EXTRAIT DU DOCUMENT:

== == ==

Geste de partage

Source : Le regard de l’anatomiste, dissections et invention du corps en Occident, par Rafaël Mandressi, éditions du Seuil, collection L’Univers historique.

L’argument des Empiristes, reproduite par Celse, s’appuie sur une critique épistémologique de la démarche de ceux qu’ils appellent « Dogmatiques » parmi lesquels ils rangent Hérophile et Erasistrate : la construction d’un système médical rationnel qui tirerait son étiologie de la recherche de « causes cachées » est impossible, du fait des altérations produites par la mort dans l’organisme. Il s’agit bien d’une objection de fond : la connaissance de l’homme vivant ne saurait s’édifier sur celle de l’homme mort, voire mourant, comme le précise Celse, pour ce qui est des vivisections.

Or, peu de temps avant la mort d’Hérophile, les Empiriques devinrent la plus influente « école » de pensée médicale à Alexandrie. Au moins pour une grande part, l’abandon des dissections après Hérophile et Erasistrate aurait donc correspondu au triomphe de l’idée des Empiriques, reprise par la suite par une troisième secte, celle des Méthodiques, selon laquelle les connaissances anatomiques sont vaines, partant, non indispensables.

On n’entend pas évidemment attribuer à cette idée ni à l’influence des doctrines des Empiriques ou des Méthodiques une vigueur soutenue et décisive jusqu’au Moyen Âge tardif. Il semble improbable que quinze siècles d’absence de dissections aient été la conséquence de l’issue de l’épisode alexandrin. Celle-ci montre, néanmoins, que pendant toute cette période on a pu ne pas ressentir le besoin de recourir aux dissections. Qu’elles peuvent ne pas avoir été pensées. Ou bien, plus radicalement encore, qu’elles n’ont peut-être pas été pensables.

== == ==

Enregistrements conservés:

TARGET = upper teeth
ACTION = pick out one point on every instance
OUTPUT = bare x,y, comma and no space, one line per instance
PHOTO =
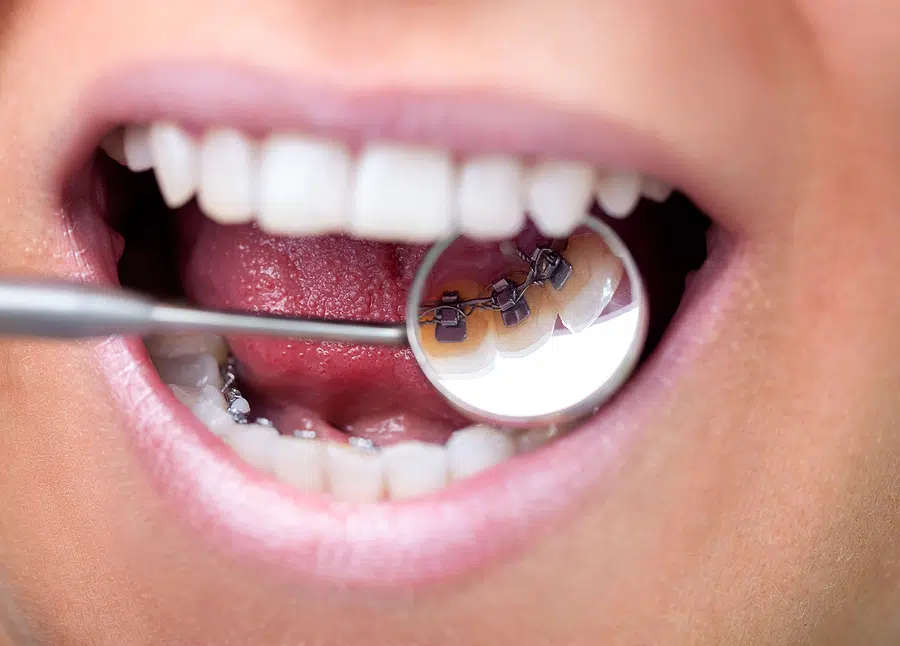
293,184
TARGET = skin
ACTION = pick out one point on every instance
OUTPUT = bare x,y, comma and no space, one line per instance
760,508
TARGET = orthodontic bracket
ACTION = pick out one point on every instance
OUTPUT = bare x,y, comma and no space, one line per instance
546,265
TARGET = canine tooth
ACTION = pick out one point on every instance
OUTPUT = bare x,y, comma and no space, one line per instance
255,444
618,193
175,162
655,189
210,408
303,185
414,469
559,194
354,475
474,355
136,144
113,144
403,193
476,448
227,166
595,277
300,463
195,371
491,197
168,346
529,335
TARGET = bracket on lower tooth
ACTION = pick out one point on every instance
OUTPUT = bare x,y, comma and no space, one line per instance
451,322
508,299
550,266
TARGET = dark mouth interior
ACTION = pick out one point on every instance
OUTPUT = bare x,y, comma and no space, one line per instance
668,241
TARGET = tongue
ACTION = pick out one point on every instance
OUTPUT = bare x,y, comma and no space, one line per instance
375,393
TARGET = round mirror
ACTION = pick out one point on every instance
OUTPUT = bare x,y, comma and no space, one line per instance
530,331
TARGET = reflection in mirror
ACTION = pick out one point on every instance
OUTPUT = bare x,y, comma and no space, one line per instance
531,327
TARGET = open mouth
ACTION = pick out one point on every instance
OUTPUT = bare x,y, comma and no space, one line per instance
333,458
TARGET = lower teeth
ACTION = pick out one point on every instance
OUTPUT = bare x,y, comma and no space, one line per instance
199,371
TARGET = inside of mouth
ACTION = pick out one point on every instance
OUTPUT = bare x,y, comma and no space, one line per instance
359,423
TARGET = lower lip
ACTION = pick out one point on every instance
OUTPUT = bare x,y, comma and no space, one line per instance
453,533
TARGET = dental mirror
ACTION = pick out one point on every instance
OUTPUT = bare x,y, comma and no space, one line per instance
530,331
525,332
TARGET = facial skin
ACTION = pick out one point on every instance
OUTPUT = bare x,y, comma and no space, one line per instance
761,505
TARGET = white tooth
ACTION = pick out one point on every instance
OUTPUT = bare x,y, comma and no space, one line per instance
656,190
403,193
175,162
195,371
619,193
354,475
211,409
476,448
228,163
491,197
300,463
113,144
254,443
414,469
303,185
532,333
531,440
138,156
559,195
168,346
596,275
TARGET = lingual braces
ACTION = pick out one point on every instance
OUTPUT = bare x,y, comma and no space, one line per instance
546,265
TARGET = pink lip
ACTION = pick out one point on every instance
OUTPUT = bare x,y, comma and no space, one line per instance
452,533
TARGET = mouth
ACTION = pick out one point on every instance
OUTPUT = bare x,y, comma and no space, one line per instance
336,461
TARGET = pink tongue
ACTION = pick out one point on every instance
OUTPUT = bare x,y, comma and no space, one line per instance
373,392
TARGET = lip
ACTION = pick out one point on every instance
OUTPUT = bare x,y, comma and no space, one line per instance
463,528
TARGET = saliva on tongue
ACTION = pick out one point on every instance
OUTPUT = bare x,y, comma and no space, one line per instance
335,389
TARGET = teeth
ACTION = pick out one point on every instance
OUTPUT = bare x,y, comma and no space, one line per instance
300,463
303,186
168,346
211,409
559,194
136,145
190,371
354,475
619,193
227,162
477,448
176,162
294,184
595,278
403,193
490,199
529,335
474,355
414,469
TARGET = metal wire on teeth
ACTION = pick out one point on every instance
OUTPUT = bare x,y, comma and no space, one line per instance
239,407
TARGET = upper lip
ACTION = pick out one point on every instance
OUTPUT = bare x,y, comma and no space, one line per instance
398,543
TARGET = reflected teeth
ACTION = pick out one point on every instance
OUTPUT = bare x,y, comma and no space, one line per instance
474,355
349,473
595,277
532,333
293,184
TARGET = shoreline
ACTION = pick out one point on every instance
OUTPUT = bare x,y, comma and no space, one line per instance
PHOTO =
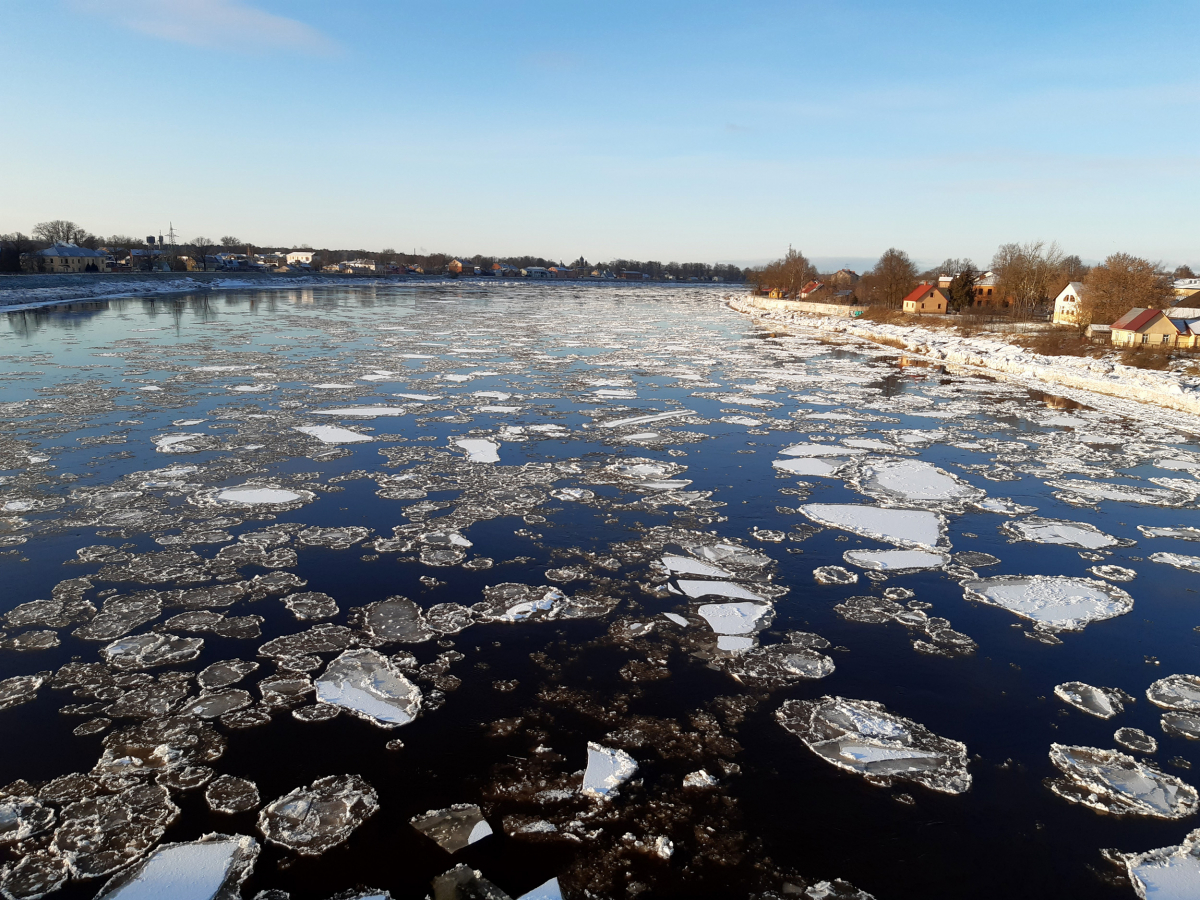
1175,393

== == ==

PROBLÈME À RÉSOUDRE: Traduisez en anglais cette phrase de l’extrait du document sur les dissections : « Il semble improbable que quinze siècles d’absence de dissections aient été la conséquence de l’issue de l’épisode alexandrin. »

RÉPONSE ATTENDUE: It seems unlikely that fifteen centuries without dissections were the consequence of the outcome of the Alexandrian episode.